- _TASK TO COMPLETE_
Once the line containing "Pass this photo to locate to point out the wheel" is found, set down that line and each one after it exactly, through the end of the entries.

Entries taken from a collection
------------------------

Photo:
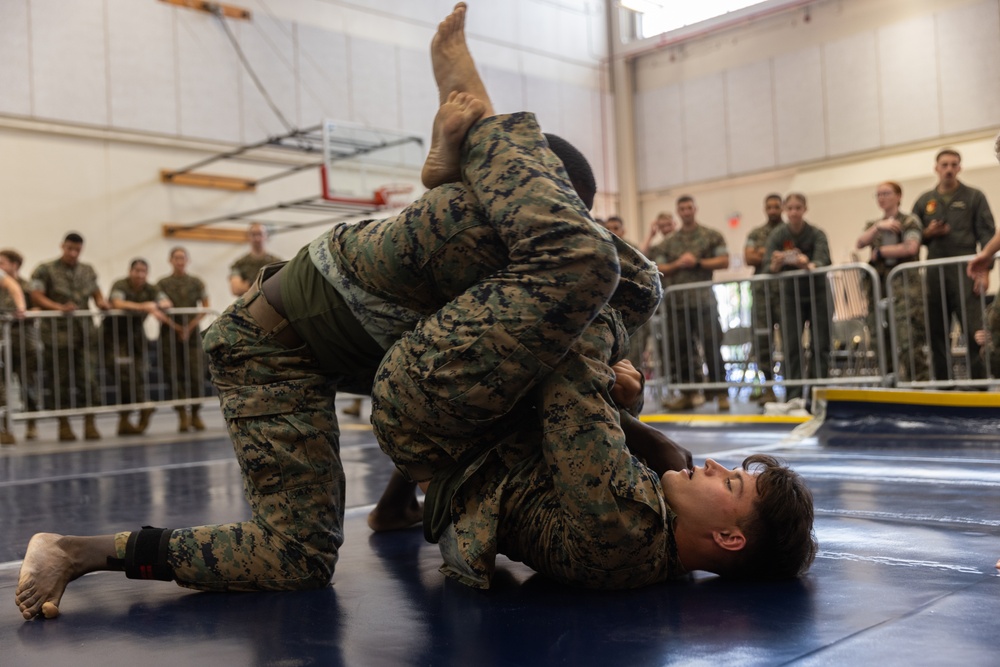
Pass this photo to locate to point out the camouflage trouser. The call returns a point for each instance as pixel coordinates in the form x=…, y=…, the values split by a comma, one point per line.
x=280, y=414
x=127, y=360
x=948, y=289
x=443, y=386
x=911, y=331
x=765, y=314
x=71, y=352
x=183, y=362
x=458, y=385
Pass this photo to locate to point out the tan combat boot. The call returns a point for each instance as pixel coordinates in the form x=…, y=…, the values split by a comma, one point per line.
x=125, y=426
x=183, y=425
x=144, y=417
x=90, y=431
x=65, y=432
x=196, y=422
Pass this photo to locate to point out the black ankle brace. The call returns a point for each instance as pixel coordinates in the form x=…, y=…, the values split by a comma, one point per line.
x=146, y=554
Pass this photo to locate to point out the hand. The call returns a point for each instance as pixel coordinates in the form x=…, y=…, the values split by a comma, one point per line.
x=628, y=383
x=889, y=225
x=979, y=264
x=981, y=283
x=687, y=261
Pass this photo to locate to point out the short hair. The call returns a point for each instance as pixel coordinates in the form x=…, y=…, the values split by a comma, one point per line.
x=581, y=176
x=780, y=542
x=13, y=256
x=896, y=187
x=948, y=151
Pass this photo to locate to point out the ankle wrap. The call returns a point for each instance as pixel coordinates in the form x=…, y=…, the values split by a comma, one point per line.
x=146, y=554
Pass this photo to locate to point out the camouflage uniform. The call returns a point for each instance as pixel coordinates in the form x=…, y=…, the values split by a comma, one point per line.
x=247, y=267
x=765, y=303
x=24, y=349
x=278, y=402
x=803, y=299
x=126, y=347
x=501, y=399
x=71, y=343
x=694, y=313
x=968, y=214
x=907, y=302
x=183, y=360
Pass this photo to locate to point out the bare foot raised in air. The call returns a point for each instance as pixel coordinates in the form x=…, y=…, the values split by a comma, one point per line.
x=452, y=122
x=50, y=563
x=454, y=70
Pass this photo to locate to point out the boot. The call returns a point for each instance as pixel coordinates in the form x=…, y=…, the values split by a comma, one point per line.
x=354, y=409
x=183, y=425
x=65, y=432
x=125, y=426
x=196, y=422
x=6, y=437
x=144, y=417
x=90, y=431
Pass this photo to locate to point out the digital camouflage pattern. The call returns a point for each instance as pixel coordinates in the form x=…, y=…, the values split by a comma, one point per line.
x=126, y=348
x=504, y=392
x=183, y=360
x=908, y=302
x=693, y=314
x=279, y=408
x=71, y=343
x=247, y=267
x=765, y=311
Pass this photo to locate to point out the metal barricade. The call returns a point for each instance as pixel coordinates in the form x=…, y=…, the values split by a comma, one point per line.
x=64, y=364
x=933, y=319
x=815, y=327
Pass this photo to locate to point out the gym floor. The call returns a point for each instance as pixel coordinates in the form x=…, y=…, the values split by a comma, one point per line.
x=909, y=532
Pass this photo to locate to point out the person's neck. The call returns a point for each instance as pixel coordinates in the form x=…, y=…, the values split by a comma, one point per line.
x=947, y=189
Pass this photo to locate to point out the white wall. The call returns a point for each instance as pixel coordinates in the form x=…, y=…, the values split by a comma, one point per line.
x=828, y=100
x=100, y=95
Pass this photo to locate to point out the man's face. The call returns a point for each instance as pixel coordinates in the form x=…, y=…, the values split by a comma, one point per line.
x=665, y=224
x=258, y=237
x=772, y=208
x=71, y=253
x=710, y=498
x=947, y=168
x=686, y=211
x=795, y=210
x=138, y=273
x=178, y=260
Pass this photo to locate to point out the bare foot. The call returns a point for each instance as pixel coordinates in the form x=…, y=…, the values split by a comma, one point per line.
x=452, y=122
x=454, y=70
x=46, y=570
x=51, y=562
x=398, y=508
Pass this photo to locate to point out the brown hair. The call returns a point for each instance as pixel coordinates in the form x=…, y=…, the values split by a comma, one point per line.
x=13, y=256
x=780, y=542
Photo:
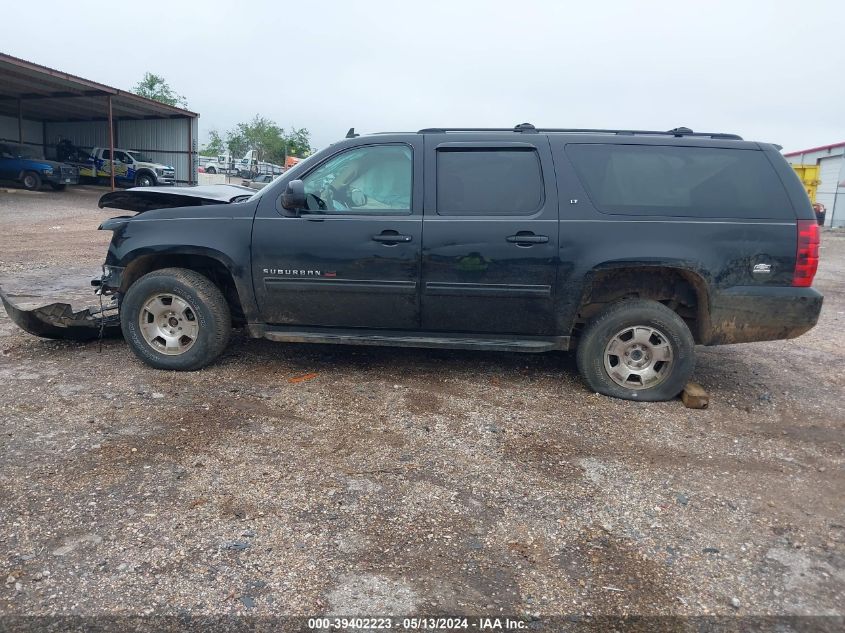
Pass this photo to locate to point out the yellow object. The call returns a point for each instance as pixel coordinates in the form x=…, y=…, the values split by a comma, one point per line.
x=809, y=175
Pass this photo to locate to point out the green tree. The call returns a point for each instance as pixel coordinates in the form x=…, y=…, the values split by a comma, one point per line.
x=156, y=88
x=271, y=141
x=215, y=144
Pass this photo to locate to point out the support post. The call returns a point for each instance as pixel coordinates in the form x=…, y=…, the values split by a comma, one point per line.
x=190, y=150
x=111, y=145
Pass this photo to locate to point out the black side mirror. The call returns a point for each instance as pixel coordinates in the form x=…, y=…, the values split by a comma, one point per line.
x=293, y=199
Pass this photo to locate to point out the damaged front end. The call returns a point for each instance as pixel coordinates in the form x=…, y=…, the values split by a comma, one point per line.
x=59, y=321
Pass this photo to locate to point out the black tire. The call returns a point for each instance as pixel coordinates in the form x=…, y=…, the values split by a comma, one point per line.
x=206, y=301
x=31, y=181
x=613, y=321
x=144, y=179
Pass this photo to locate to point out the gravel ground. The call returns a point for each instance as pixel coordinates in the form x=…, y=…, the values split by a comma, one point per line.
x=404, y=481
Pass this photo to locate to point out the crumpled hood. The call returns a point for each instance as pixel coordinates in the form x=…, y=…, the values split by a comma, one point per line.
x=142, y=199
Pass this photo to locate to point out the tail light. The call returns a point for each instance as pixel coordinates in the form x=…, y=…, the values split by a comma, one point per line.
x=806, y=253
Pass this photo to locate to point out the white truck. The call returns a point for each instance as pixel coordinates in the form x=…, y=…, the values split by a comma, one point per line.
x=246, y=167
x=131, y=168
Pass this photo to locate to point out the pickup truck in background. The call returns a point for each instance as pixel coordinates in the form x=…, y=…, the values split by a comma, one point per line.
x=131, y=168
x=24, y=164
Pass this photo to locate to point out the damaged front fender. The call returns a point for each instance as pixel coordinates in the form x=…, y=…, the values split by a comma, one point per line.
x=59, y=321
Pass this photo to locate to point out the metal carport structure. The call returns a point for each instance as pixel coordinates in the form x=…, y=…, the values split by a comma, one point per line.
x=40, y=106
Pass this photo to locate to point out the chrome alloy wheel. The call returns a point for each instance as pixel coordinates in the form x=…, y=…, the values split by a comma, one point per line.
x=169, y=324
x=638, y=357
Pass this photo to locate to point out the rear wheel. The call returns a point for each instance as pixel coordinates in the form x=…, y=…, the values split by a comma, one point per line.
x=637, y=349
x=175, y=319
x=31, y=181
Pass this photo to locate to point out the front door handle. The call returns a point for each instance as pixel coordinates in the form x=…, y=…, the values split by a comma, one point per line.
x=527, y=238
x=391, y=238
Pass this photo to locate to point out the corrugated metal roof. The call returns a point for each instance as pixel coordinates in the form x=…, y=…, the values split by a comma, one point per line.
x=47, y=94
x=815, y=149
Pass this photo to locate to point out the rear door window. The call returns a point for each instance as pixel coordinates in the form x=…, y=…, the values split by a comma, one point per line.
x=703, y=182
x=488, y=182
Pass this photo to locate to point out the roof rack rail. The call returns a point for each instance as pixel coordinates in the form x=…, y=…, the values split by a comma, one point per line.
x=527, y=128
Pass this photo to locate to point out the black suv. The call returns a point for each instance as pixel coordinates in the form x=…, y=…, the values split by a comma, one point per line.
x=629, y=246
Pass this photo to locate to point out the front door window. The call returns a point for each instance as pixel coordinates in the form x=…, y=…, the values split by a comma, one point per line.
x=373, y=179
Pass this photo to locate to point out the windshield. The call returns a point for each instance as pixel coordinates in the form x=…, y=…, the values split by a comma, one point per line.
x=141, y=158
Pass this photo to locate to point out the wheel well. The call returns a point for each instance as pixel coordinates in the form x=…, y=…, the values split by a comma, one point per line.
x=683, y=291
x=207, y=266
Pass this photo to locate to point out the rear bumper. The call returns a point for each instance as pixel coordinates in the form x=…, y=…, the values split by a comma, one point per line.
x=743, y=314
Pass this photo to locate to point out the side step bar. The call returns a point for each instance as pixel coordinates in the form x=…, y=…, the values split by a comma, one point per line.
x=403, y=338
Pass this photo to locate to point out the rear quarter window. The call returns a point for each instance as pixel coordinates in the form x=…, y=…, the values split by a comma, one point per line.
x=701, y=182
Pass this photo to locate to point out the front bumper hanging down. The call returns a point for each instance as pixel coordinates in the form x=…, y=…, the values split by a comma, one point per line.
x=59, y=321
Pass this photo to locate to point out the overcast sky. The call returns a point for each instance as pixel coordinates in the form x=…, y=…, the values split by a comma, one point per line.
x=768, y=70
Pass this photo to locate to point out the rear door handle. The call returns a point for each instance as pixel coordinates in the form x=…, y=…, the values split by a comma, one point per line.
x=391, y=237
x=526, y=238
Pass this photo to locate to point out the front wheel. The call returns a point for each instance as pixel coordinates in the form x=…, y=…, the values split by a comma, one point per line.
x=144, y=180
x=31, y=181
x=637, y=349
x=175, y=319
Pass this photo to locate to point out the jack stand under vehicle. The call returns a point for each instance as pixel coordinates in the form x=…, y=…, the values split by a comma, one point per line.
x=59, y=321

------------------------

- _EXERCISE OUTPUT_
Pass this photo to locate to point out the wheel well. The call returns a point for each instance as pixel coordinates in the form x=…, y=…, the values split by a comma, one point per line.
x=683, y=291
x=207, y=266
Pass this photo to locate to point out the rear bumper. The call returns a point for each instance as pixel coordinates in the form x=…, y=…, the values split by a comma, one point per line.
x=743, y=314
Pass this photo to locate to point out the side step bar. The call returns a point for each instance as pixel coordinates in the form x=…, y=…, the values split by a comma, one point per line.
x=403, y=338
Pass this photo to locate to point out the rear quarter window. The call returns a point for each instance as pixel coordinates in the form x=…, y=…, the values split by a comma, one point per line.
x=701, y=182
Pass this photo to locate to point out the front bumper hanging down. The call returns a point for each instance as pixel coordinates in the form x=…, y=…, the values split by a comma, one point per line.
x=59, y=321
Pass this photo to locate to point out the overcast sky. The call returns a point for each instance as pixel coordinates in the form x=…, y=…, the values split by a comma, one point per line.
x=768, y=70
Pass this photo to locate to point out the rear door handle. The call returns a point for each instance as pixel coordinates in the form x=…, y=…, the values split by a comma, one point per line.
x=391, y=237
x=526, y=238
Pass this photo to locate to point out the front wheel. The call returns a point for each instance as pixel coordinates in the form x=…, y=…, the values split by a comma, one point per line.
x=144, y=180
x=31, y=181
x=637, y=349
x=175, y=319
Pass this photo to locate to point out the jack stand under vehicle. The call returns a point for each instance as pixel coordinates in the form x=…, y=…, the values split by a comma, one point per line.
x=59, y=321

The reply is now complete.